(EXCERPT TO READ Opens)
The government does have the monopoly on violence. But I think what happened to Swartz is a far cry from that, as he never got to sentencing, much less trial. There was some light compulsion (requirement to appear in court), of course. But everyone who's ever wanted to contest a parking ticket has to experience that. Sadly, this train of thought goes into a station of "Swartz should have been under professional care if his condition was this much a danger to him," and I don't know how the government should change its behavior if he wasn't. Prosecutors are not prognosticators of the mental health of defendants, and I've never read anywhere that Swartz wanted to be committed for mental illness.
Our system is much harder for defendants grappling with mental illness; I'll acknowledge and argue for change regarding that. I don't know that such change would conclude with "Swartz should never have been accused of committing a crime that a lot of evidence suggests he committed," however.
Your point that Swartz would have had a different result had he formed an LLC, and hired a bunch of lawyers, is definitely the key point here. A legal system that only works for the rich and powerful is not something we should defend, support, or put up with.
(EXCERPT TO READ Closes)
(DATA SHOWN Opens)
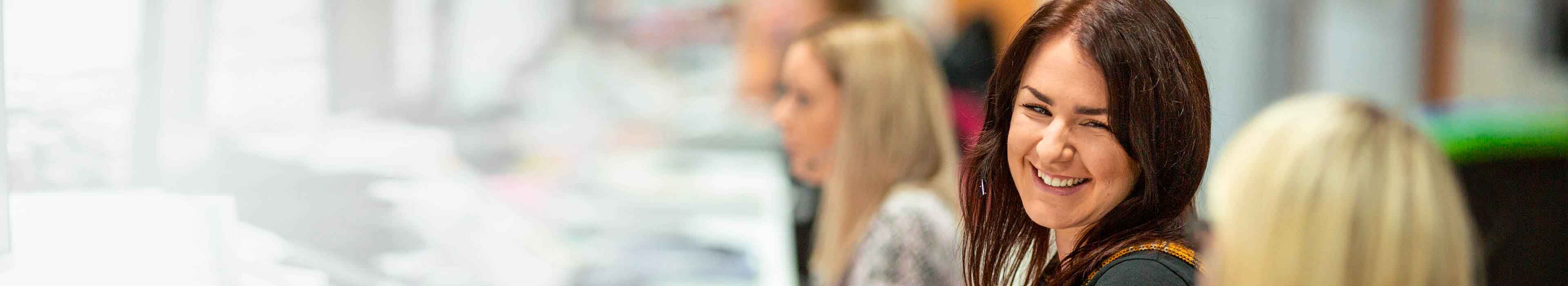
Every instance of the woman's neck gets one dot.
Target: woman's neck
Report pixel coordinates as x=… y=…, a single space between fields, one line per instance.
x=1067 y=239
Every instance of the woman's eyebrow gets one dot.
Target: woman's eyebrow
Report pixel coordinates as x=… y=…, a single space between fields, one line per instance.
x=1090 y=111
x=1040 y=95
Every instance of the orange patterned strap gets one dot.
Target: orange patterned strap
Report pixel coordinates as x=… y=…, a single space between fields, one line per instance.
x=1164 y=246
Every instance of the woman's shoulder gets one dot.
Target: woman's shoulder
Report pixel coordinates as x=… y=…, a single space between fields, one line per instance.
x=913 y=239
x=1164 y=268
x=913 y=214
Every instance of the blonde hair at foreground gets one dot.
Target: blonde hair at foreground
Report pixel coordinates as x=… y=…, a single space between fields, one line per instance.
x=894 y=130
x=1332 y=191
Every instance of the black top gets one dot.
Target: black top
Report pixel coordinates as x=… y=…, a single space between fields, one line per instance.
x=1147 y=268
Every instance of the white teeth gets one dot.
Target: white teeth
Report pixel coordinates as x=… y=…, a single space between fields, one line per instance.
x=1062 y=183
x=1058 y=183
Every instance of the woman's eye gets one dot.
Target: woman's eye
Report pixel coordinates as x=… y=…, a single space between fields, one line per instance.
x=1039 y=109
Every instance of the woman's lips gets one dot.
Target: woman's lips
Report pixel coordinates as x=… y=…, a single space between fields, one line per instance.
x=1040 y=184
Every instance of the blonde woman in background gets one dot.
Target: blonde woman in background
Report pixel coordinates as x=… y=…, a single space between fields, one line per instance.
x=864 y=114
x=1332 y=191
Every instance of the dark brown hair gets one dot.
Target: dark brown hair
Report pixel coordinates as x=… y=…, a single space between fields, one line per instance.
x=1159 y=111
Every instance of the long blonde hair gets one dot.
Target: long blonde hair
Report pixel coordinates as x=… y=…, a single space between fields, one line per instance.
x=894 y=130
x=1333 y=191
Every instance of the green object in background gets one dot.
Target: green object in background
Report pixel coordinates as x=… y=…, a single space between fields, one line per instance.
x=1501 y=134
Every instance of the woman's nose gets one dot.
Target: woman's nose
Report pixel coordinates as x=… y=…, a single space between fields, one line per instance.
x=1054 y=145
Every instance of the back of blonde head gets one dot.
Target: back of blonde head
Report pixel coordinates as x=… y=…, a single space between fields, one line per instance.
x=894 y=130
x=1332 y=191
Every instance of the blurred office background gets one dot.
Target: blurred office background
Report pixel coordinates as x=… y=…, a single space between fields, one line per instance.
x=564 y=142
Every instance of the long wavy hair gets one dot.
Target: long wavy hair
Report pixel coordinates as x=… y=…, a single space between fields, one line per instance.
x=894 y=130
x=1159 y=96
x=1383 y=194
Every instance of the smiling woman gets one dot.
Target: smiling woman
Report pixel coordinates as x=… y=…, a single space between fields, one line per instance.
x=1097 y=131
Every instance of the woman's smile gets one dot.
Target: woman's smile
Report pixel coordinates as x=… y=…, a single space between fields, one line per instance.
x=1059 y=184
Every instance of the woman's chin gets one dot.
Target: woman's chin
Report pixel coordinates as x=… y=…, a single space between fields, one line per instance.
x=1047 y=217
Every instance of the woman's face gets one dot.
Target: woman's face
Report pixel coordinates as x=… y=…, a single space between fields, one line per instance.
x=808 y=114
x=1065 y=161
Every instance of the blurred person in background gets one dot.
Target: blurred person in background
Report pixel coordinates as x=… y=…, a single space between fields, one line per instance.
x=864 y=115
x=1333 y=191
x=766 y=29
x=1097 y=134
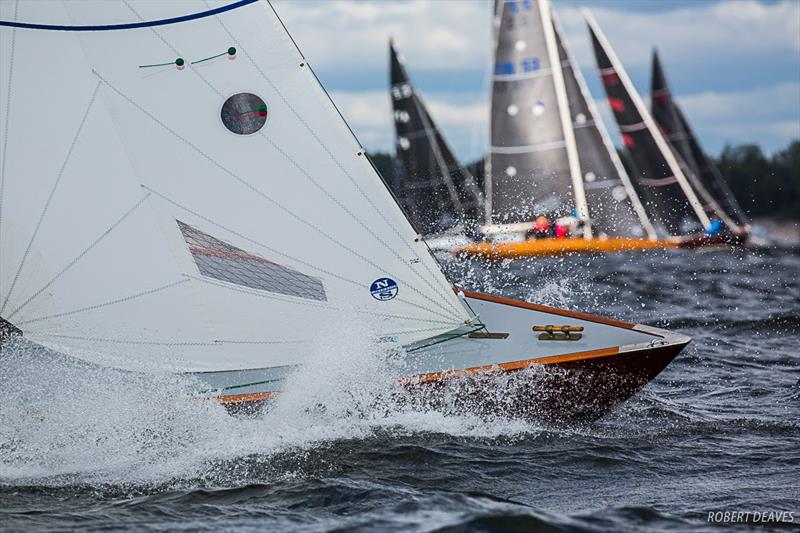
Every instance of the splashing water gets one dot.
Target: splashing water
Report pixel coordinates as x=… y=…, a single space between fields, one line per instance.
x=65 y=422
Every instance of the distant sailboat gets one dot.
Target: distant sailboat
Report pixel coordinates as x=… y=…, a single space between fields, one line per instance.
x=440 y=196
x=550 y=154
x=670 y=118
x=191 y=201
x=668 y=184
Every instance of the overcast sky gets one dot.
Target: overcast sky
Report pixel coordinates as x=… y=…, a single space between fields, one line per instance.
x=734 y=65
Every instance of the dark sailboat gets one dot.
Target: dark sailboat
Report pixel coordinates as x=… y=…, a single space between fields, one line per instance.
x=670 y=118
x=614 y=206
x=439 y=195
x=670 y=198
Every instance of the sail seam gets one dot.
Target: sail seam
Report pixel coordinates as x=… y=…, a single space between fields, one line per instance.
x=50 y=196
x=215 y=342
x=445 y=298
x=523 y=75
x=80 y=255
x=524 y=149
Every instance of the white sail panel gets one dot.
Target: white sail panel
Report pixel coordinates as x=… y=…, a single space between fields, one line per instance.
x=110 y=271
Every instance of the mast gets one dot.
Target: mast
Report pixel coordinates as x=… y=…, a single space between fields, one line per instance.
x=566 y=120
x=597 y=123
x=672 y=163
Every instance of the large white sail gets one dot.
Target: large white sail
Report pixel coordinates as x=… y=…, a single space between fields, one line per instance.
x=178 y=190
x=533 y=161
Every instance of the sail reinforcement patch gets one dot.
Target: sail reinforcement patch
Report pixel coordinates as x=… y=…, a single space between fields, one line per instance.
x=222 y=261
x=244 y=113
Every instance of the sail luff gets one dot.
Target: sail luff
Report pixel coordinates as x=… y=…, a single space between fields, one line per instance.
x=599 y=124
x=660 y=142
x=566 y=120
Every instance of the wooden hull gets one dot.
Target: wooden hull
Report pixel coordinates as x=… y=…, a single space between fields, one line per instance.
x=581 y=390
x=553 y=247
x=576 y=382
x=704 y=241
x=573 y=245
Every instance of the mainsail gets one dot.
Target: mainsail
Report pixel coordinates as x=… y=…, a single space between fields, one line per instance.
x=533 y=168
x=613 y=204
x=178 y=191
x=437 y=192
x=671 y=200
x=670 y=118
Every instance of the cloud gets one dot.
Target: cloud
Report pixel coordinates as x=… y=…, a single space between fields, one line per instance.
x=707 y=32
x=734 y=65
x=441 y=34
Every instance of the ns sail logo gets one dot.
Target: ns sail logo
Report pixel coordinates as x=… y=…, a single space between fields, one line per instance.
x=383 y=289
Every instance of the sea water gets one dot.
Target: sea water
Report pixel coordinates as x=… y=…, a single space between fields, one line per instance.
(DATA SHOWN Closes)
## ACTIVITIES
1. Retype the stretch of the Swartz comment from "The government does" through "for mental illness.".
2. Decide whether each statement agrees with the Swartz comment, answering yes or no and quoting the words from the comment that settle it: (a) Swartz never reached sentencing. (b) Prosecutors can predict the mental health of defendants. (c) The system is easier for defendants grappling with mental illness.
3. Summarize the Swartz comment in three sentences.

## SOLUTION SET
1.
The government does have the monopoly on violence. But I think what happened to Swartz is a far cry from that, as he never got to sentencing, much less trial. There was some light compulsion (requirement to appear in court), of course. But everyone who's ever wanted to contest a parking ticket has to experience that. Sadly, this train of thought goes into a station of "Swartz should have been under professional care if his condition was this much a danger to him," and I don't know how the government should change its behavior if he wasn't. Prosecutors are not prognosticators of the mental health of defendants, and I've never read anywhere that Swartz wanted to be committed for mental illness.

2.
(a) Yes: "he never got to sentencing, much less trial."
(b) No: "Prosecutors are not prognosticators of the mental health of defendants"
(c) No: "Our system is much harder for defendants grappling with mental illness"

3. What happened to Swartz was far from the government's monopoly on violence, since he never reached sentencing or trial and faced only the light compulsion of having to appear in court. Prosecutors cannot predict defendants' mental health, and although the system is much harder for defendants with mental illness and should change, that change would not mean Swartz should never have been accused. The point that Swartz would have had a different result had he formed an LLC and hired many lawyers is the key one, and a legal system that works only for the rich and powerful should not be defended, supported, or put up with.